» **PROMPT 1**: List every line of the rows that contains the string "shirt". Case counts.

» **TEXT BLOCK**:
I agree with that, but I have found that using JavaScript injection in the Browser (Safari or Chrome) is easier and more effective.
There are a variety of JavaScript tools to find/select the HTML of interest.
There are the traditional getElementsBy
I prefer document.querySelector
and use of XPath.
and more.
A huge advantage is that you can use Chrome “Inspect” tool on the text/object of interest on the web page, and then use the JavaScript Console to develop/test the JavaScript statements you need to use. The Chrome JavaScript Console provides great support, including very intelligent, easy-to-use autocompletion and debugging.
Heh - several years = 2011! Time flies…
I didn’t really ever do anything with this, except play around with one Ruby script for grins, but I think what I am suggesting in my comment on the Macscripter article is very similar to what Jim is suggesting. I also noticed that the link I included in that comment is way dead…now that seems to be a jewelry blog or something! Fortunately, I did save the tutorial from the link in a PDF showing how to use Nokogiri to web scrape, if you want to look at it: Web Scraping with Nokogiri
Here’s a script that Shane and Jim posted here a while back that I’ve been using for downloading web pages to scrape. This version get text from market watch that you can parse to get the closing value of the specific stock or index.
set pageURLStr to "https://www.marketwatch.com/investing/stock/aapl"
(*
PURPOSE: Get Web Page HTML using ASObjC
(as an alternate to curl)

(Saved entries)
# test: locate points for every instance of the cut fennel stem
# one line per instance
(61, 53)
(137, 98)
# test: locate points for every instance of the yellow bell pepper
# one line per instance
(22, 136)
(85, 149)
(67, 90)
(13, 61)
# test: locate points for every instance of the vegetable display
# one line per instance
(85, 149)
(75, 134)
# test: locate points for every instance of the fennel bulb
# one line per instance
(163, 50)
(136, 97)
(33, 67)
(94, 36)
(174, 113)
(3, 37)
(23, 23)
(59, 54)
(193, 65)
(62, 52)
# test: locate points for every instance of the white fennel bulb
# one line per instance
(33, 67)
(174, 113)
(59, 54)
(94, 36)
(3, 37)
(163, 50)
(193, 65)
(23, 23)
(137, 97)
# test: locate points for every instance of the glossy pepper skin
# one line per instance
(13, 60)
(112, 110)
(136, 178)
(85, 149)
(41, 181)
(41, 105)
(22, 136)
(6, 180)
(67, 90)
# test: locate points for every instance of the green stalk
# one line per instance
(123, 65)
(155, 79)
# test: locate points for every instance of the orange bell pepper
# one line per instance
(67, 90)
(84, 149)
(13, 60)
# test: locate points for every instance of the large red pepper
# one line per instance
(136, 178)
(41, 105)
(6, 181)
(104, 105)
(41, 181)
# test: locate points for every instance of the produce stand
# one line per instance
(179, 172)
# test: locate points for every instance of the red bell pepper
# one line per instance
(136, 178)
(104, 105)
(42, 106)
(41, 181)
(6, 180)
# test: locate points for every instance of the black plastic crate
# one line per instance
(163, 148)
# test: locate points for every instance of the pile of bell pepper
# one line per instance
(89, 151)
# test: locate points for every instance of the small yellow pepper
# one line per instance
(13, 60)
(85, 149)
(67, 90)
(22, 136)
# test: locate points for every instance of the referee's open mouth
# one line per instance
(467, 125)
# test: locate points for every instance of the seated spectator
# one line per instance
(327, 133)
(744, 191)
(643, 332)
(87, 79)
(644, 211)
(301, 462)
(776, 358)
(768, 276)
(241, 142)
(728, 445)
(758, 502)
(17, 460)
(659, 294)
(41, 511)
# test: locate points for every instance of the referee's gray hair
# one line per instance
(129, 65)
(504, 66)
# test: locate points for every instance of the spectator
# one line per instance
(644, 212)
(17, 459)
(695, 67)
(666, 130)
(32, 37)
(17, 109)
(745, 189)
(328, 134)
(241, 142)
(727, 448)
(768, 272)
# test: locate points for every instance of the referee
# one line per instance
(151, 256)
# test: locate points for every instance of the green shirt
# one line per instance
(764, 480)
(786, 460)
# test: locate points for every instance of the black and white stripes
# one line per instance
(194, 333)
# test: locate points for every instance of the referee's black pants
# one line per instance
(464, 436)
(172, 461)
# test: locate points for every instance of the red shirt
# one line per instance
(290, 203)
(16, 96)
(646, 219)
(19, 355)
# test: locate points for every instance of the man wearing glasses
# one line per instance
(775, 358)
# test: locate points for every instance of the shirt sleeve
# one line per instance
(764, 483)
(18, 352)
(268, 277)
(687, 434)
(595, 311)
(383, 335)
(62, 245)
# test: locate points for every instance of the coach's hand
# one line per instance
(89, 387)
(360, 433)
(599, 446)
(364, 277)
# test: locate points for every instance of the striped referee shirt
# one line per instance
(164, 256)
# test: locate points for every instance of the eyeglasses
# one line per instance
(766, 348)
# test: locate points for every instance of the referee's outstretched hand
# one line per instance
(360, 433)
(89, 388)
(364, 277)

» **PROMPT 2**: Sum up the forum thread on web scraping in three sentences.

» **SOLUTION 1**:
# test: locate points for every instance of the green shirt
# test: locate points for every instance of the red shirt
# test: locate points for every instance of the shirt sleeve
# test: locate points for every instance of the striped referee shirt

» **SOLUTION 2**: One poster finds JavaScript injection in Safari or Chrome easier and more effective, using tools such as document.querySelector and XPath. That poster also recommends Chrome's Inspect tool and JavaScript Console for developing and testing the statements. Another poster mentions a 2011 comment suggesting a similar approach whose link is now dead, but a saved PDF tutorial shows how to use Nokogiri to web scrape, and the thread also shares a script that gets web page HTML using ASObjC as an alternate to curl, with MarketWatch text as the example.